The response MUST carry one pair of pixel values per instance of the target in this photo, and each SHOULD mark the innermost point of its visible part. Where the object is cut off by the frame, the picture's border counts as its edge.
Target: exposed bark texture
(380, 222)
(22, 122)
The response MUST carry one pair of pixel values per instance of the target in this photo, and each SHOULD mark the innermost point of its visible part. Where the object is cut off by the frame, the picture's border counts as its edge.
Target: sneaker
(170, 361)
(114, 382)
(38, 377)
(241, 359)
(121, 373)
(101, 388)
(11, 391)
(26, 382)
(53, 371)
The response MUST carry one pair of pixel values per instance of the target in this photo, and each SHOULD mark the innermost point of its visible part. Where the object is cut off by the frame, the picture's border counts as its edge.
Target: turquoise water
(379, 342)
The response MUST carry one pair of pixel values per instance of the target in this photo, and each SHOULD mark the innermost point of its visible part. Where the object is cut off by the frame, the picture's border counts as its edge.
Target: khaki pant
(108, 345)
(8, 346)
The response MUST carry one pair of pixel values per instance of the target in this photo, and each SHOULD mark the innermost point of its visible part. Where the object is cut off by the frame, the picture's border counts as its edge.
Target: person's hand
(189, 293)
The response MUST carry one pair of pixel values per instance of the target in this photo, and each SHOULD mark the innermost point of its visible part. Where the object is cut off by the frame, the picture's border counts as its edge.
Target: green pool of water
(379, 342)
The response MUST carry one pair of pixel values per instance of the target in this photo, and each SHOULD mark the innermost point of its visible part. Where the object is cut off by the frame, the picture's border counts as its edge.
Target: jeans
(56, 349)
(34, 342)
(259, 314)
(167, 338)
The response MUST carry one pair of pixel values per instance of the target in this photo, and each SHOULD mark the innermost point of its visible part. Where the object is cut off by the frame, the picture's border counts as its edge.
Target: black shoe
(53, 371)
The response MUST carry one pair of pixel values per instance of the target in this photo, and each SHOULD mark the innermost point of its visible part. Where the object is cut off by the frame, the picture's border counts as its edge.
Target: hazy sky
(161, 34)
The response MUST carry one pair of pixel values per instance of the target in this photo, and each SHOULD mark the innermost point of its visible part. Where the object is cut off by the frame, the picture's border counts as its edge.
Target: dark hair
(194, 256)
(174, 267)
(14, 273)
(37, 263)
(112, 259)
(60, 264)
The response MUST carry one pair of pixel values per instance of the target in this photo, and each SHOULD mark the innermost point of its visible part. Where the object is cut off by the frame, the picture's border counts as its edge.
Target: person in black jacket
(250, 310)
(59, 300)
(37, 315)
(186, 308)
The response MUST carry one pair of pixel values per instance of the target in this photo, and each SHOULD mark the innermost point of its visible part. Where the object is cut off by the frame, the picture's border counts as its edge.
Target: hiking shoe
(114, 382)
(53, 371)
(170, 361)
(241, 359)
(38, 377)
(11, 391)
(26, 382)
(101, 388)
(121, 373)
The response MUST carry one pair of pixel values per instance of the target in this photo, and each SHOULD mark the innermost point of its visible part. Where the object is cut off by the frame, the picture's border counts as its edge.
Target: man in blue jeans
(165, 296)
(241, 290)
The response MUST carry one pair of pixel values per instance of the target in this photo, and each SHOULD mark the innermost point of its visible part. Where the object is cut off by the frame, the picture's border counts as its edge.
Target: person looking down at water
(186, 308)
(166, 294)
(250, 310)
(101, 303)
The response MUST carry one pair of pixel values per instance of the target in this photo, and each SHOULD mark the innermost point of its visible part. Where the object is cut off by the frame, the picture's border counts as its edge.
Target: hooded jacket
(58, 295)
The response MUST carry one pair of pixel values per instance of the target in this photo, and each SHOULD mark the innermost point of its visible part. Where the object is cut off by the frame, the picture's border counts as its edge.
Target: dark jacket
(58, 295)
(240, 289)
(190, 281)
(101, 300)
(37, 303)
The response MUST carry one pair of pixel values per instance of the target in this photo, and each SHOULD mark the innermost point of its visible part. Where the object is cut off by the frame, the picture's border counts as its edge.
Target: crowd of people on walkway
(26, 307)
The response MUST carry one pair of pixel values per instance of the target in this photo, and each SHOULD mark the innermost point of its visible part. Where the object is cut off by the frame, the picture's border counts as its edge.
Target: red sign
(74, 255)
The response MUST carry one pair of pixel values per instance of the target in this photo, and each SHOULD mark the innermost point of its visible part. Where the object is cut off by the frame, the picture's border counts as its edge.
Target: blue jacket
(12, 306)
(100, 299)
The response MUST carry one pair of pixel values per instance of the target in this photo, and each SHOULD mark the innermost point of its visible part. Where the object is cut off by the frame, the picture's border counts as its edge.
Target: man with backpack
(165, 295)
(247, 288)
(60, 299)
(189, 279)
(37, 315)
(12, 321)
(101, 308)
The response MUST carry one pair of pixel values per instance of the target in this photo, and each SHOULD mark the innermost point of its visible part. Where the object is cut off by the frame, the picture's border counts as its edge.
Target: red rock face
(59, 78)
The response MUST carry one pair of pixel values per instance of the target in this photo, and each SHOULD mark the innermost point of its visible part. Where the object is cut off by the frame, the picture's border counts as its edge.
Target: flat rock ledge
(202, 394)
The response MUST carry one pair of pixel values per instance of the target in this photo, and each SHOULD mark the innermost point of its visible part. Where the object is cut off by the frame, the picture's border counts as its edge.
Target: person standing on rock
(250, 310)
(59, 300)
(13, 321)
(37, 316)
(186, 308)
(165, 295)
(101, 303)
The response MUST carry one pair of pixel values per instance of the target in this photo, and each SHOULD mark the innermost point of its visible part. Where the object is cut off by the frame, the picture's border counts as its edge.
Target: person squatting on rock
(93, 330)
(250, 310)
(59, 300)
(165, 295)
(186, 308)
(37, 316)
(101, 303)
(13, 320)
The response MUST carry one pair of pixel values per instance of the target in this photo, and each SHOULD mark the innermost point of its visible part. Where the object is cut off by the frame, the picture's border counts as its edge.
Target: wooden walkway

________________________________________

▶ [Task to carry out]
Report every line above that contains the string "rock", matching its case.

▶ [The solution]
Target: red rock face
Target: flat rock ledge
Target: person standing on rock
Target: person squatting on rock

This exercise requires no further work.